* _Aim_:
Only the lines from the one containing "For every instance of the polished" through the end of the data below should be copied, each exactly as written and with both ends kept.
** Start **
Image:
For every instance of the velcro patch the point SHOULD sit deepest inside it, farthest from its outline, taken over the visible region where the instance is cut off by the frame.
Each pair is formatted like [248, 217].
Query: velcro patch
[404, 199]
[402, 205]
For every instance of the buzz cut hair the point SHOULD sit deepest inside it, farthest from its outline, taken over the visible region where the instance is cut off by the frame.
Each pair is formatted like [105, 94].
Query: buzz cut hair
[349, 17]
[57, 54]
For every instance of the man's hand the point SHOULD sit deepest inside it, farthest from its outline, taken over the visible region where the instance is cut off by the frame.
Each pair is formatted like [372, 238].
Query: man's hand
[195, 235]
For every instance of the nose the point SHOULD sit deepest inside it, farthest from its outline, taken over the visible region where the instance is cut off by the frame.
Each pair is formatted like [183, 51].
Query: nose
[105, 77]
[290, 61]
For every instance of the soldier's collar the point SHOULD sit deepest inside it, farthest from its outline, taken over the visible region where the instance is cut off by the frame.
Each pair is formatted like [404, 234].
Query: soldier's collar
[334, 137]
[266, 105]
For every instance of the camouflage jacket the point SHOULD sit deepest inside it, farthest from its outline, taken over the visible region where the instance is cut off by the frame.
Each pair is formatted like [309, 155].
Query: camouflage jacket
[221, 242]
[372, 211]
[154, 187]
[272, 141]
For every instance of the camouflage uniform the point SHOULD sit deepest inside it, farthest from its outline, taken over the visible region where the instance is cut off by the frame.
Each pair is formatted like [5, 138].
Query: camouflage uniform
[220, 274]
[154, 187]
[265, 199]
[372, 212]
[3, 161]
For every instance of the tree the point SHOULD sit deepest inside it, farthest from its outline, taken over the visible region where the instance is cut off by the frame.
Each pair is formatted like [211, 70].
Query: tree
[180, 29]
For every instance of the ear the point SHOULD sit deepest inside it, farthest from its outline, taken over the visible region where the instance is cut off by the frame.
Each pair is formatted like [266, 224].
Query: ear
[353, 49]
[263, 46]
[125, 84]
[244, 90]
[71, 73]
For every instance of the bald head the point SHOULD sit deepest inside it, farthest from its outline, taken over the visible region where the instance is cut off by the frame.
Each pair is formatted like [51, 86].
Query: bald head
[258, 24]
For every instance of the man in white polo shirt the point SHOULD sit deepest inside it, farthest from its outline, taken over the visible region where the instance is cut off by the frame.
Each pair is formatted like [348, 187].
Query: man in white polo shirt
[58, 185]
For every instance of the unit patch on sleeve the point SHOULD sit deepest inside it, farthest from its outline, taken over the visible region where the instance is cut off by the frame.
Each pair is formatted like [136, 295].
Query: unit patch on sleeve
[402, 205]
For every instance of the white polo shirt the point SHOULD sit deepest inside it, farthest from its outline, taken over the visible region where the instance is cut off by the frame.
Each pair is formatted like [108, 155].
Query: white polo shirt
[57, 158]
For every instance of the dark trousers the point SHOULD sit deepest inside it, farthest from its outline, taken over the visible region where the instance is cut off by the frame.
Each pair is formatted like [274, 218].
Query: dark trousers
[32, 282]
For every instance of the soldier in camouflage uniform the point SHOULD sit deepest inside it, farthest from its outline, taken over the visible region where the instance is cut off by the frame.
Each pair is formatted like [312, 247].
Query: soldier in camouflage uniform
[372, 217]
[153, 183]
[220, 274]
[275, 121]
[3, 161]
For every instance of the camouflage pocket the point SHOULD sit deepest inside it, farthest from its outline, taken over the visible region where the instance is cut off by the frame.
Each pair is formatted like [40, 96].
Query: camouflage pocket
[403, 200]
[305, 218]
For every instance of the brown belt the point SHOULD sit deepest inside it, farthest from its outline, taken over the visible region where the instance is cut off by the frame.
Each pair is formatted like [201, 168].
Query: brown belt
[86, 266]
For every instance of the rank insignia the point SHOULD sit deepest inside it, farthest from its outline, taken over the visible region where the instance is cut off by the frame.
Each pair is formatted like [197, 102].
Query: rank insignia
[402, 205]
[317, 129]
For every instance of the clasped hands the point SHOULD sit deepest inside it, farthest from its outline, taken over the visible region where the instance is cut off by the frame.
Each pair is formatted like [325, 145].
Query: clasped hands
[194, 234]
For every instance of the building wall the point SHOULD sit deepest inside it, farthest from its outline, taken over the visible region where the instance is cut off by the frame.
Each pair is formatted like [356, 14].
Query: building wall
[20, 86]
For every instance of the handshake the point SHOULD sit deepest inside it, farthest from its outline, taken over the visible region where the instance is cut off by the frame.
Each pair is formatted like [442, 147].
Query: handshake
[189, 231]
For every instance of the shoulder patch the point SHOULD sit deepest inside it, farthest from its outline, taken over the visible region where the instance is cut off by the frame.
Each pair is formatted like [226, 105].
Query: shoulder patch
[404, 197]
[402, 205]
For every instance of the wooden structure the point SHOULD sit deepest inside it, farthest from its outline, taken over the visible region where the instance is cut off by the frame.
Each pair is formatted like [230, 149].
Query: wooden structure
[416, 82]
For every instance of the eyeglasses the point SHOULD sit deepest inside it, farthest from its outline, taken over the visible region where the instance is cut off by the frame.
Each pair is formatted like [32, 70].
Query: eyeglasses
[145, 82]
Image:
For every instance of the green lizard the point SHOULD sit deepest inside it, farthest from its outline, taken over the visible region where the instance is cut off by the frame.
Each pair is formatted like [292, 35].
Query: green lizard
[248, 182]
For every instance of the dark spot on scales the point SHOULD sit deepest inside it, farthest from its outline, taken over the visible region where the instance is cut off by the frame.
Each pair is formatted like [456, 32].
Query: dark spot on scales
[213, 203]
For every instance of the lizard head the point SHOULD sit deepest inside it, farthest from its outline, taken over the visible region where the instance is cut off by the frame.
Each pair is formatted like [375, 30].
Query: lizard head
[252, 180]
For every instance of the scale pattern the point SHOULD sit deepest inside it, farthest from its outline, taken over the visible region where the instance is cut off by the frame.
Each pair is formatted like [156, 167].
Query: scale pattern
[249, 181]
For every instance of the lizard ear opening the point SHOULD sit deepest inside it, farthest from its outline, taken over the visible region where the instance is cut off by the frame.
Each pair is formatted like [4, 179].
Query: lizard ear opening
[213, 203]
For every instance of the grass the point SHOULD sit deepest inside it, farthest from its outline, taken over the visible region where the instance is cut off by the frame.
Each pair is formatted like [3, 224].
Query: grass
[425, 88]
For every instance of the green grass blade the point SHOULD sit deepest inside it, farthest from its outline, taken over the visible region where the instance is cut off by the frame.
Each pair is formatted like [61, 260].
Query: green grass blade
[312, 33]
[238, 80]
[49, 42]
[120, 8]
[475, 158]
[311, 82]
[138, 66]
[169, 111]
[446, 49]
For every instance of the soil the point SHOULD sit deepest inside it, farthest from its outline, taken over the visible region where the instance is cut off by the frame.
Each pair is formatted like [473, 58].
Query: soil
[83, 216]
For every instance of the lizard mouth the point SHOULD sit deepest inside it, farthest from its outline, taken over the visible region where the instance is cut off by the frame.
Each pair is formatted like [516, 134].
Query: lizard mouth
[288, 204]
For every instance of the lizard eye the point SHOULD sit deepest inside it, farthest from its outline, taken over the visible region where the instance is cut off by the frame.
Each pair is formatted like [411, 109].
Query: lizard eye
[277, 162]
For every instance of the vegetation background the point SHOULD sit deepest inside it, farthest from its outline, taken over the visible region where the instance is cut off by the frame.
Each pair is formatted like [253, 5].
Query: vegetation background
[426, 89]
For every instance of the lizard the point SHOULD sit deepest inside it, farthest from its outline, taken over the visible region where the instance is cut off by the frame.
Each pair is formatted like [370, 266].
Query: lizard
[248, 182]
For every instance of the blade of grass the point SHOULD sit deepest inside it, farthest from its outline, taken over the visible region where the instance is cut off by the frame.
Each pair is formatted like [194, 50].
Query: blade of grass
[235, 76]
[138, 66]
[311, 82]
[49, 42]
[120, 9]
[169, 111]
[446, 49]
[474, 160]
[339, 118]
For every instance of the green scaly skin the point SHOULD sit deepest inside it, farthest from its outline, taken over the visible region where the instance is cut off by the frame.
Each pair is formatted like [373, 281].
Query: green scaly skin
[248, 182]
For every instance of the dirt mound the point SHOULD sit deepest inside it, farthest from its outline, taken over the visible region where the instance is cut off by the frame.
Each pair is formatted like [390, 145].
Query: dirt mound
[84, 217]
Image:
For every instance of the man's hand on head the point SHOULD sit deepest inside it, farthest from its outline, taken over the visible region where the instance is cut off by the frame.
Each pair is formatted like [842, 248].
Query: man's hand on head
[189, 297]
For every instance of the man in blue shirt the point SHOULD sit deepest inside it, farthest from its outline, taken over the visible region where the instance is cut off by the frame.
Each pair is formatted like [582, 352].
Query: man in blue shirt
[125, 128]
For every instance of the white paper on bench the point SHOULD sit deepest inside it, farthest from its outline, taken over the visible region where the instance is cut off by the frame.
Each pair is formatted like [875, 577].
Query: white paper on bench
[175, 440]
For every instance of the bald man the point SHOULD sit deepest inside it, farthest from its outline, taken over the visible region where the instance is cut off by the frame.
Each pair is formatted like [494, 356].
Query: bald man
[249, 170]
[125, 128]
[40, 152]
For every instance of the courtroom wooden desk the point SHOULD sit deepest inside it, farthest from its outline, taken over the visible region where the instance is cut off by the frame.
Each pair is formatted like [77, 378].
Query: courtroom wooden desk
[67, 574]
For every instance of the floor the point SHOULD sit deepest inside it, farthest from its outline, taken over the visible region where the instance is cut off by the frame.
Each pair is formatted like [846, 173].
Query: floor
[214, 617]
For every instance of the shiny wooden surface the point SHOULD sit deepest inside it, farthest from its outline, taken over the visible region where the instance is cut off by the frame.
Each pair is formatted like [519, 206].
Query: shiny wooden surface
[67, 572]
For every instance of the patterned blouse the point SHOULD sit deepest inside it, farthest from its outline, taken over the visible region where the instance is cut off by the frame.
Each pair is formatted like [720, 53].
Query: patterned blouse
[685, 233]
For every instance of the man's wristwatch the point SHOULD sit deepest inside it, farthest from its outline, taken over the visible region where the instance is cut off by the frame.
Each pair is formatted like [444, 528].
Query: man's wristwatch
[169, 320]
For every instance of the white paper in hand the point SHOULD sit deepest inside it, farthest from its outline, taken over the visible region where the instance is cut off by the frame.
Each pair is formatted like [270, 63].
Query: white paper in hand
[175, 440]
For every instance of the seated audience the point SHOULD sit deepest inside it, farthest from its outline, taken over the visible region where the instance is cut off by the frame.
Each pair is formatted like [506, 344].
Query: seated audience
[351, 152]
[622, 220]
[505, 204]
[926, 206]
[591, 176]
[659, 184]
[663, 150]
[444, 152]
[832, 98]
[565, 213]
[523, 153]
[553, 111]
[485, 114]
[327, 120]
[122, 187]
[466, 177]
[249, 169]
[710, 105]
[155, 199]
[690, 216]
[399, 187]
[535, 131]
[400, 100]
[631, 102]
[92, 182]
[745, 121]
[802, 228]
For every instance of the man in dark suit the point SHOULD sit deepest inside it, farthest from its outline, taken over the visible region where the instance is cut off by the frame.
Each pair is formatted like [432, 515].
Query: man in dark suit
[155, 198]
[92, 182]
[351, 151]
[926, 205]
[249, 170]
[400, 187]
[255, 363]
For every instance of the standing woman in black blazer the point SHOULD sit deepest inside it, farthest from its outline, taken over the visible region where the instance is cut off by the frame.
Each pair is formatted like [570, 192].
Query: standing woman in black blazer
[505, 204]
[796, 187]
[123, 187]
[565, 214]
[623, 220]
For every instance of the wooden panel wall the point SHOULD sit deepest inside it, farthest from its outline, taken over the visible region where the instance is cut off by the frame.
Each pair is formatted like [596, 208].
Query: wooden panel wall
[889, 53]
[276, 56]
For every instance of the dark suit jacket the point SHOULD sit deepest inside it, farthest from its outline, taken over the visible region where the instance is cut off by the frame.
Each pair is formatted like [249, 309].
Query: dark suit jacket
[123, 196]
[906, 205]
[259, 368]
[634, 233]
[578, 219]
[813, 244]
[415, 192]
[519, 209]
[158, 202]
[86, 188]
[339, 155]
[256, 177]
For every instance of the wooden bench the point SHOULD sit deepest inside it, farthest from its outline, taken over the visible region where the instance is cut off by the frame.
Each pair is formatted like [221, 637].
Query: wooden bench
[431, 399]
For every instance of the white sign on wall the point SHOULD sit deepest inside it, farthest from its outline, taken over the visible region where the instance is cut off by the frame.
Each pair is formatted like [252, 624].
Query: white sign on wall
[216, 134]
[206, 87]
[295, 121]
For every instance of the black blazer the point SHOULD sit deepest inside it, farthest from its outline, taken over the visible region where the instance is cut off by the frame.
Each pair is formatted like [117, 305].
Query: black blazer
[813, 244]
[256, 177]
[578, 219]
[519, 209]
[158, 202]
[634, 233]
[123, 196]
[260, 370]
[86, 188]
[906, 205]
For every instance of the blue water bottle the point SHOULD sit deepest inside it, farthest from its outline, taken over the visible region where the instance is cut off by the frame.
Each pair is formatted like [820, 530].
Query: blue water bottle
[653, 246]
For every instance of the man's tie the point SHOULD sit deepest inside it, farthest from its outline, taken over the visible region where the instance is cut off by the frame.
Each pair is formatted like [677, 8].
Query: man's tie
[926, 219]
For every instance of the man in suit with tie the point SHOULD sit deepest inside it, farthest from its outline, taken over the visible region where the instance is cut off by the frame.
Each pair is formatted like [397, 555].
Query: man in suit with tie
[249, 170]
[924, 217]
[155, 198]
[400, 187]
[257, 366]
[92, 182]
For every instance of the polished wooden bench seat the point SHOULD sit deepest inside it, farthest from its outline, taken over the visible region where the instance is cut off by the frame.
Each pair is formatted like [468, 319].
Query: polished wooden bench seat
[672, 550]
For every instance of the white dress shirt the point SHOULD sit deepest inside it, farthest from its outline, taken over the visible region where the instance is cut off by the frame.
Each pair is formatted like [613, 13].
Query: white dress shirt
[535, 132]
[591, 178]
** End **
* _Correct answer_:
For every instance of the polished wooden bench seat the point SHOULD sit deepest inside it, farthest from its outline, taken over the visible region where the instance is cut off by the frame.
Each pair is formatted like [468, 319].
Query: polished wooden bench seat
[672, 550]
For every instance of the white dress shirt the point SHOULD sit deepest inside it, farthest from its outline, taken over the visible region where the instance is cut off by the frame.
Each pair is formatted like [613, 13].
Query: white dress shirt
[535, 132]
[591, 178]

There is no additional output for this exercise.